-- Opening Marker --

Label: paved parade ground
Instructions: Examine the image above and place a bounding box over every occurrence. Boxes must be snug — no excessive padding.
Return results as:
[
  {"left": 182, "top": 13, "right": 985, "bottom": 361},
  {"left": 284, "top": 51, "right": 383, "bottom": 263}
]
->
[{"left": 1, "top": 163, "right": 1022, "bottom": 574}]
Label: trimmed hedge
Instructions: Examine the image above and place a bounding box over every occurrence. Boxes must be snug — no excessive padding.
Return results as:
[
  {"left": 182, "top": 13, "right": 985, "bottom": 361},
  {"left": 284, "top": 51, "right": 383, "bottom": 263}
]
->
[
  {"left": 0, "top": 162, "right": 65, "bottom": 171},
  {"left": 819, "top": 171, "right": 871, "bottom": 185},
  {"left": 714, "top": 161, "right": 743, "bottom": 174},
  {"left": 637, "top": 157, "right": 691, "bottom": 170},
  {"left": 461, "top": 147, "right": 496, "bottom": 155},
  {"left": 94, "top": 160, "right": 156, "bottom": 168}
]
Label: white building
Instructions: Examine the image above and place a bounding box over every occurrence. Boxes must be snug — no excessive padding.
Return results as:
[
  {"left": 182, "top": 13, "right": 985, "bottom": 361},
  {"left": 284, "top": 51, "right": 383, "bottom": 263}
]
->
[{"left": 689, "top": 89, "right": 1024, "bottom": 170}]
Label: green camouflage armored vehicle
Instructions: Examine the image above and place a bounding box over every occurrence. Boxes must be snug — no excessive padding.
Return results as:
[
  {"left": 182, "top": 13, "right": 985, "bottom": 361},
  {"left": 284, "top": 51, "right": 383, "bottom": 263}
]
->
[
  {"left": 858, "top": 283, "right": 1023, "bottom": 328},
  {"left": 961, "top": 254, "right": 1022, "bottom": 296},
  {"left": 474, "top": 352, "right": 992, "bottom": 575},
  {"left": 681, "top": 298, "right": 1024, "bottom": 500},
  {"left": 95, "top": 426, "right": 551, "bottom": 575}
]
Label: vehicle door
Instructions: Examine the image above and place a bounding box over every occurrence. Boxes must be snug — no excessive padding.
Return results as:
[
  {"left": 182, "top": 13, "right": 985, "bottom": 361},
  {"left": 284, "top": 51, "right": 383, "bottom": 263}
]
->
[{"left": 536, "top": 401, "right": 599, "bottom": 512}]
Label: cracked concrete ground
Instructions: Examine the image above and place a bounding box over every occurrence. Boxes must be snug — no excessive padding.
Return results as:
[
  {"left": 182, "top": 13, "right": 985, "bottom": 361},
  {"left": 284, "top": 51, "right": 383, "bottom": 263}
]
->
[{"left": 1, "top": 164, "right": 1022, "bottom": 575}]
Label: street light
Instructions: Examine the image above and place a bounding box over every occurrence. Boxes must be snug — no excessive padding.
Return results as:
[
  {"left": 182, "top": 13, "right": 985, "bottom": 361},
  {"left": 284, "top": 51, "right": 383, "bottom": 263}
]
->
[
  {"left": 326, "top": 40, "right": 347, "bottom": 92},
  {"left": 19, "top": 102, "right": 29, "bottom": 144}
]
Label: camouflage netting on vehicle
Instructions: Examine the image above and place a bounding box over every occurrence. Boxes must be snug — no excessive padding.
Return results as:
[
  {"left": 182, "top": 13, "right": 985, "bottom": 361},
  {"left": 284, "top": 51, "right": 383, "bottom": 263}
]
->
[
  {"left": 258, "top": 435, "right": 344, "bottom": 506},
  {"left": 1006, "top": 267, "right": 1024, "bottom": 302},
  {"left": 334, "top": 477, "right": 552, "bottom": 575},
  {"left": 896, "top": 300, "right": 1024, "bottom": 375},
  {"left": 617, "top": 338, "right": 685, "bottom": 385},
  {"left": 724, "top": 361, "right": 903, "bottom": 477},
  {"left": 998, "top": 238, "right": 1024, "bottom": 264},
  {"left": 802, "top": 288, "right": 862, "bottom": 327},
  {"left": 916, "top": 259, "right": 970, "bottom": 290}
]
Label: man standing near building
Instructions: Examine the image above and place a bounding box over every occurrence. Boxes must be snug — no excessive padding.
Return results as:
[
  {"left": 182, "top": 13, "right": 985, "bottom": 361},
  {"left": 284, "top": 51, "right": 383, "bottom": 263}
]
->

-- Closing Marker --

Work instructions
Could you reproduce every record exactly as it appears?

Answer to the exercise
Label: paved parade ground
Instructions: Examine the image above and place a bounding box over every occurrence. Boxes must be snug — no excessive padding.
Return results as:
[
  {"left": 182, "top": 13, "right": 985, "bottom": 361},
  {"left": 284, "top": 51, "right": 383, "bottom": 263}
]
->
[{"left": 1, "top": 163, "right": 1022, "bottom": 574}]
Label: trimmed hedge
Instructions: Examine the image above and place a bounding box over every occurrence. Boxes must be snug — no excessive padding.
Return results as:
[
  {"left": 182, "top": 13, "right": 985, "bottom": 361},
  {"left": 284, "top": 51, "right": 383, "bottom": 263}
]
->
[
  {"left": 0, "top": 162, "right": 65, "bottom": 171},
  {"left": 819, "top": 171, "right": 871, "bottom": 185},
  {"left": 714, "top": 161, "right": 743, "bottom": 174},
  {"left": 637, "top": 157, "right": 691, "bottom": 170},
  {"left": 461, "top": 147, "right": 496, "bottom": 155},
  {"left": 94, "top": 160, "right": 156, "bottom": 168}
]
Label: white building
Instructions: Examine the image above and place a bounding box over every occurrence. Boxes must be snug — no excessive padding.
Return results as:
[
  {"left": 182, "top": 13, "right": 985, "bottom": 361},
  {"left": 284, "top": 51, "right": 383, "bottom": 263}
]
->
[{"left": 689, "top": 89, "right": 1024, "bottom": 170}]
Label: green camouflage armored vehicle
Instructions: Examine the image above and place a bounding box over every occurrence. Boxes must be snug — no excessive padding.
Return results as:
[
  {"left": 182, "top": 13, "right": 985, "bottom": 361},
  {"left": 284, "top": 51, "right": 383, "bottom": 263}
]
->
[
  {"left": 858, "top": 283, "right": 1023, "bottom": 328},
  {"left": 961, "top": 254, "right": 1022, "bottom": 296},
  {"left": 474, "top": 352, "right": 992, "bottom": 575},
  {"left": 681, "top": 298, "right": 1024, "bottom": 500},
  {"left": 95, "top": 426, "right": 551, "bottom": 575}
]
Label: vehicle door
Instructions: Examine the image above and place a bounding box over every occurrence. Boxes must be snug — no excessive padding.
Return results as:
[
  {"left": 182, "top": 13, "right": 985, "bottom": 361},
  {"left": 284, "top": 51, "right": 383, "bottom": 263}
]
->
[{"left": 536, "top": 401, "right": 599, "bottom": 512}]
Label: cracked concrete ground
Instructions: Examine the image above and place a bounding box over every occurrence. Boxes must be snug — no excessive padding.
Return results as:
[
  {"left": 182, "top": 13, "right": 985, "bottom": 361},
  {"left": 284, "top": 51, "right": 383, "bottom": 263}
]
->
[{"left": 1, "top": 164, "right": 1022, "bottom": 575}]
Label: street light
Instructions: Examine the image above and place a bounding box over every occurrence. Boxes must be snug — no excessive padding.
Return results as:
[
  {"left": 182, "top": 13, "right": 985, "bottom": 361},
  {"left": 284, "top": 51, "right": 383, "bottom": 263}
]
->
[
  {"left": 326, "top": 40, "right": 347, "bottom": 92},
  {"left": 19, "top": 102, "right": 29, "bottom": 144}
]
Label: camouflage netting on vehicle
Instructions: Examine the image above and place a bounding box over every occurrence. Boxes must be snug — no excessive padding.
Return results as:
[
  {"left": 182, "top": 13, "right": 985, "bottom": 361},
  {"left": 284, "top": 51, "right": 383, "bottom": 263}
]
->
[
  {"left": 258, "top": 435, "right": 344, "bottom": 506},
  {"left": 1006, "top": 267, "right": 1024, "bottom": 302},
  {"left": 334, "top": 477, "right": 552, "bottom": 575},
  {"left": 896, "top": 300, "right": 1024, "bottom": 375},
  {"left": 617, "top": 338, "right": 685, "bottom": 385},
  {"left": 724, "top": 361, "right": 903, "bottom": 477},
  {"left": 998, "top": 238, "right": 1024, "bottom": 264},
  {"left": 802, "top": 288, "right": 862, "bottom": 327},
  {"left": 916, "top": 259, "right": 970, "bottom": 290}
]
Label: man standing near building
Instructions: Examine the image above and place a bounding box over every occurrence. Boxes must be snug — no excessive padding.
Return results as:
[
  {"left": 182, "top": 13, "right": 985, "bottom": 361},
  {"left": 284, "top": 51, "right": 383, "bottom": 263}
]
->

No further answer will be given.